Source records:
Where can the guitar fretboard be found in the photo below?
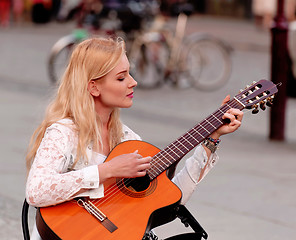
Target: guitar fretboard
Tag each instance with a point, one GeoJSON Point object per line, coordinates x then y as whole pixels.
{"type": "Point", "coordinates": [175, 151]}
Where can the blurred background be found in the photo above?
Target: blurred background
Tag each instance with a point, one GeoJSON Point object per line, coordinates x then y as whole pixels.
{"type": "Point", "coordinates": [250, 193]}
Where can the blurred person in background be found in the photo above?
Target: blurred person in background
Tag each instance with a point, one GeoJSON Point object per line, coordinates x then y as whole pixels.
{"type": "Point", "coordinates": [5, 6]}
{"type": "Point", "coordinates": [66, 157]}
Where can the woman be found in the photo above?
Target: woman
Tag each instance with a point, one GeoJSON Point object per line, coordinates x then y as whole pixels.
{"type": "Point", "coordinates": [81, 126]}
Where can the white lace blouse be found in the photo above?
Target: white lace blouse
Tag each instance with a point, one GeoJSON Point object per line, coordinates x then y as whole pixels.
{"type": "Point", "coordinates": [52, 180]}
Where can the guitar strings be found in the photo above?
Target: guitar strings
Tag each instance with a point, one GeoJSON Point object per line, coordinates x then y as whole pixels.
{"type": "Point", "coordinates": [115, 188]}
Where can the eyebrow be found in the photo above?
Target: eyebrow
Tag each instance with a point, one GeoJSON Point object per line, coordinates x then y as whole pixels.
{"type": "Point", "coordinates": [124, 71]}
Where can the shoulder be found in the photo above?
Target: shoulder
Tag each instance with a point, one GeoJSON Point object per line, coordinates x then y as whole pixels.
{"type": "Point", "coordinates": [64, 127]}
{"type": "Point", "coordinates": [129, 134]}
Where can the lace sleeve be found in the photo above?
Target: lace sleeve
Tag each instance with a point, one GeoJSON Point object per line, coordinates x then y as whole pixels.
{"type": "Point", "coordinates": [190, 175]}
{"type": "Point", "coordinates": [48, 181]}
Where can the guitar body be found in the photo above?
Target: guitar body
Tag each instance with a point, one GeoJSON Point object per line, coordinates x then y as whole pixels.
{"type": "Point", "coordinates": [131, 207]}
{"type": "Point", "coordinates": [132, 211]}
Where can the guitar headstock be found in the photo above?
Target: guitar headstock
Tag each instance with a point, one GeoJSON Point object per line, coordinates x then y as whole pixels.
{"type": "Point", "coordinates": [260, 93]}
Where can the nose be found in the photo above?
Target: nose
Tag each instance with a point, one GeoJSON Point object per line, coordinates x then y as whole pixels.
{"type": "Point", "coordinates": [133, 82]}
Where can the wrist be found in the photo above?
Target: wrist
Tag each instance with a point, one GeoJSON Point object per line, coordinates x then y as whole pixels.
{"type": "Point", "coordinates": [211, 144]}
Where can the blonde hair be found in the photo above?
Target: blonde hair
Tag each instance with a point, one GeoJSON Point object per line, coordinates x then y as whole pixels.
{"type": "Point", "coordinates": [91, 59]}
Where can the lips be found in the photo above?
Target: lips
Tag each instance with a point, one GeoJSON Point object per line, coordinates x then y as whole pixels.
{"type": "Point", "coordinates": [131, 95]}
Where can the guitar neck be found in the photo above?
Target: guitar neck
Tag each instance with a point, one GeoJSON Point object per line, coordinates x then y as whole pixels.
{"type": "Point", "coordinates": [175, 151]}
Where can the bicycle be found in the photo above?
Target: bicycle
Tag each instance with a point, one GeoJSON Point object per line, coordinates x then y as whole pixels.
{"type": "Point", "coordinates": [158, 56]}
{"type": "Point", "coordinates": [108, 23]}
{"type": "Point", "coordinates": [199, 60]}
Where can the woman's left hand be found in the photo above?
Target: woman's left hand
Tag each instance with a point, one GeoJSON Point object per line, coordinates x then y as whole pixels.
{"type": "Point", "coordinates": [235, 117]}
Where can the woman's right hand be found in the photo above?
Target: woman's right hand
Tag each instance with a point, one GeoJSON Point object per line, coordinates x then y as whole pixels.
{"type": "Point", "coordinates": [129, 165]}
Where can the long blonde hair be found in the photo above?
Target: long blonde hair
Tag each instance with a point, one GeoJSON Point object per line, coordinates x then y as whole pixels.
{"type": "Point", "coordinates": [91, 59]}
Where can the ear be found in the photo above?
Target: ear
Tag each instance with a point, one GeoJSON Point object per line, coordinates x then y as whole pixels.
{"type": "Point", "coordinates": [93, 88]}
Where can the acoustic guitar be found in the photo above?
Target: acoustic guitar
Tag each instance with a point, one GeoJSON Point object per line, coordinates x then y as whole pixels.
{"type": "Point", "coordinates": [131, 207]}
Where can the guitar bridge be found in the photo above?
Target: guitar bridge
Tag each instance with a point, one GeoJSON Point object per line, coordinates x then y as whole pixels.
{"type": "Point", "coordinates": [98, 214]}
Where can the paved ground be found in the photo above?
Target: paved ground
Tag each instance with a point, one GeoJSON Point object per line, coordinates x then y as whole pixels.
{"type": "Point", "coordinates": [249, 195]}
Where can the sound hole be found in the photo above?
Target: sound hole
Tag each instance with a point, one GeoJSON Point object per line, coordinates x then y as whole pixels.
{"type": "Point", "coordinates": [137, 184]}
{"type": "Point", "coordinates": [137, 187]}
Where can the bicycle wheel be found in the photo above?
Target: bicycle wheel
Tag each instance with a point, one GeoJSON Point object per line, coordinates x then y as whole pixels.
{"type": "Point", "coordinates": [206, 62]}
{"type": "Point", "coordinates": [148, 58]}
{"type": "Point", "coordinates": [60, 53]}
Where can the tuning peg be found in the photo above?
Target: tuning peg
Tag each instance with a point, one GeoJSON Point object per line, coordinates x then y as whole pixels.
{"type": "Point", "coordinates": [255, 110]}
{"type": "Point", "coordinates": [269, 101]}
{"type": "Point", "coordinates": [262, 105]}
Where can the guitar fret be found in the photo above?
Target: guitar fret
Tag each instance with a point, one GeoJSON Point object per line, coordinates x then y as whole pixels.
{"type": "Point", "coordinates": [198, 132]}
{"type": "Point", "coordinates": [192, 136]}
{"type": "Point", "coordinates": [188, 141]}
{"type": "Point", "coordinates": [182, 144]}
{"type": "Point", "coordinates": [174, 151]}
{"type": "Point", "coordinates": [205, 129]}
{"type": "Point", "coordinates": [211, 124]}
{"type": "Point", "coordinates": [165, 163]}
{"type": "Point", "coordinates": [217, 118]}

...

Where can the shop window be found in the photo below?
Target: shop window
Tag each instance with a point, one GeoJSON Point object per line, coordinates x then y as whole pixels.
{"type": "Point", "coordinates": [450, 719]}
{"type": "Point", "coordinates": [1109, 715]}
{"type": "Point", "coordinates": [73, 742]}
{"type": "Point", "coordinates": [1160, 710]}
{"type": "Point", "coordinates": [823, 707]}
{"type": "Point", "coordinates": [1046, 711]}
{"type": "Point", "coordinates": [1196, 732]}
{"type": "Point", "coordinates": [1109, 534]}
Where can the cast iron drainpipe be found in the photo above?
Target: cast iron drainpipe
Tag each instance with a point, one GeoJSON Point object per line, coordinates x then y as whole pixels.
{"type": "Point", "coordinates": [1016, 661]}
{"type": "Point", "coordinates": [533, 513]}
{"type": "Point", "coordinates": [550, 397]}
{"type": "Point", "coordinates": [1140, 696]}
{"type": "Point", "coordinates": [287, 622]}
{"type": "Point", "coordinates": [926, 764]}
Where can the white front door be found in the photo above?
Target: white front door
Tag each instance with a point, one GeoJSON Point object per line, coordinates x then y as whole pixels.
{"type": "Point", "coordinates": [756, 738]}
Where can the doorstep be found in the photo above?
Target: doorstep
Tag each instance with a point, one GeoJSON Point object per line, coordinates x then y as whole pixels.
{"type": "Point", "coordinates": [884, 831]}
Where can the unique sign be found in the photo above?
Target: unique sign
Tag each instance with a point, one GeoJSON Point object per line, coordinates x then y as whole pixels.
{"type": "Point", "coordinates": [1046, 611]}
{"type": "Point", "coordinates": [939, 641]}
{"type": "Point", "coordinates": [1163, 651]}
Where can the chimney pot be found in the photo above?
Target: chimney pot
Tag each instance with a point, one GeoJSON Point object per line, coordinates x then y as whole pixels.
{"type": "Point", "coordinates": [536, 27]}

...

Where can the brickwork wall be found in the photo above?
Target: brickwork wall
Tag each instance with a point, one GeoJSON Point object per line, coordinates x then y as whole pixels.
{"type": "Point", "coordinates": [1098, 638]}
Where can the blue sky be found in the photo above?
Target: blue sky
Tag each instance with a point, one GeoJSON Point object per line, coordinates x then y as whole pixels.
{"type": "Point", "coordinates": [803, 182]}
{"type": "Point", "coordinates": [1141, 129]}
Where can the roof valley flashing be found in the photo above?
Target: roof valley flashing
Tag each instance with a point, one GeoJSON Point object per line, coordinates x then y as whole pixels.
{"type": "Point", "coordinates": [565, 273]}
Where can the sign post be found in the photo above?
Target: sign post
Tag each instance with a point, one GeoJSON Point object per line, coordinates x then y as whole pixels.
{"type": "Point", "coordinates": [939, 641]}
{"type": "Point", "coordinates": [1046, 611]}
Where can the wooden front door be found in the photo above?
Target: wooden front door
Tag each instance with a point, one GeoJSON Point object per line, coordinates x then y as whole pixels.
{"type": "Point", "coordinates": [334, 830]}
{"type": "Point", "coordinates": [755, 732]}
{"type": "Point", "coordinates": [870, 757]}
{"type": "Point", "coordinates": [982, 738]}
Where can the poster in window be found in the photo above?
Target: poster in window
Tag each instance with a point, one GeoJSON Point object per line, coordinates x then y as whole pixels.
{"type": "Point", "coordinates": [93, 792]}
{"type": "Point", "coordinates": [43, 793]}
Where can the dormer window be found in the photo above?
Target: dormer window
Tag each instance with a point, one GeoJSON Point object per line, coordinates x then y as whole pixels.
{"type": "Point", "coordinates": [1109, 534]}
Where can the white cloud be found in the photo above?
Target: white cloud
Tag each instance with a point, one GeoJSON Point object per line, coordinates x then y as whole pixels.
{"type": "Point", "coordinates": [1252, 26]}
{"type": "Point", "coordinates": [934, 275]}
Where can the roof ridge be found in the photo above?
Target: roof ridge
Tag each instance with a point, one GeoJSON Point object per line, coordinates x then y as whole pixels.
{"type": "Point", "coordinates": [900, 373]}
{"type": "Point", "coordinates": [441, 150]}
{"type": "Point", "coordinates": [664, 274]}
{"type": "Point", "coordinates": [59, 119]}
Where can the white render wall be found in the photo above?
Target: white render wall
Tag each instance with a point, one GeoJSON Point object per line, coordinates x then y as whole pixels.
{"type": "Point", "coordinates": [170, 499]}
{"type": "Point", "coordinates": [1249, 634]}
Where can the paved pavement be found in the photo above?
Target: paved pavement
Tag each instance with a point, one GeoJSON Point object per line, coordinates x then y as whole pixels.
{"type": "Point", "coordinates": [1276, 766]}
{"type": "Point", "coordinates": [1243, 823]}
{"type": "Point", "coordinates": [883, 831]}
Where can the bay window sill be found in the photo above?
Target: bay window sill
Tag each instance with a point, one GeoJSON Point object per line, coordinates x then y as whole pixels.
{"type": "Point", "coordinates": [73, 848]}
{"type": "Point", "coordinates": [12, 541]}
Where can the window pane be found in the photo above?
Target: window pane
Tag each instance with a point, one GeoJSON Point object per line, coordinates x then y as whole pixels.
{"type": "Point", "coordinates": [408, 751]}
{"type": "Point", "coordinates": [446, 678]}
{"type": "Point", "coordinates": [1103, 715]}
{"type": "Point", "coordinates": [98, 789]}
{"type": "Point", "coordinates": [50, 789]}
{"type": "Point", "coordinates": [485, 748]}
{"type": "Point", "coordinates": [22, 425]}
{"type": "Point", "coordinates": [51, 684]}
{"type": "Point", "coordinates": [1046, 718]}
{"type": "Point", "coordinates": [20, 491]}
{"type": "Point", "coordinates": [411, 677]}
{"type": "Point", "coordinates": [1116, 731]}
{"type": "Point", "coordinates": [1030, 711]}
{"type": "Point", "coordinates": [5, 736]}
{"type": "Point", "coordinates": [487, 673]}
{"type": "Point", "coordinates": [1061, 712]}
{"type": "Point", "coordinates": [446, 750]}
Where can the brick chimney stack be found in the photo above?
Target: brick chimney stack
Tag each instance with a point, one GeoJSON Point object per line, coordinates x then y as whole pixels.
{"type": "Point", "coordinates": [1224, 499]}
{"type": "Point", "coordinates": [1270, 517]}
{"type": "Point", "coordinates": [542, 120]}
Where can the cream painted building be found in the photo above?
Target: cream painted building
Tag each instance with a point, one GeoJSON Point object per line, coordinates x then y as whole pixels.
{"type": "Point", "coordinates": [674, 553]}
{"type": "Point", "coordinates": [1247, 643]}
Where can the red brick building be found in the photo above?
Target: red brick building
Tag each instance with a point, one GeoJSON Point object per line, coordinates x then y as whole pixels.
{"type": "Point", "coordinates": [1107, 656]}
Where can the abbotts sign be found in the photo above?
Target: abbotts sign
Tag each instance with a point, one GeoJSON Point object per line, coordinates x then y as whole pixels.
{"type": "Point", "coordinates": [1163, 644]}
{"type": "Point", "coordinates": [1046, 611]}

__Set task__
Give the number of lines in the data above that contain the string "blonde", treating case as significant. Reply with the number only.

__Solution for this exercise__
4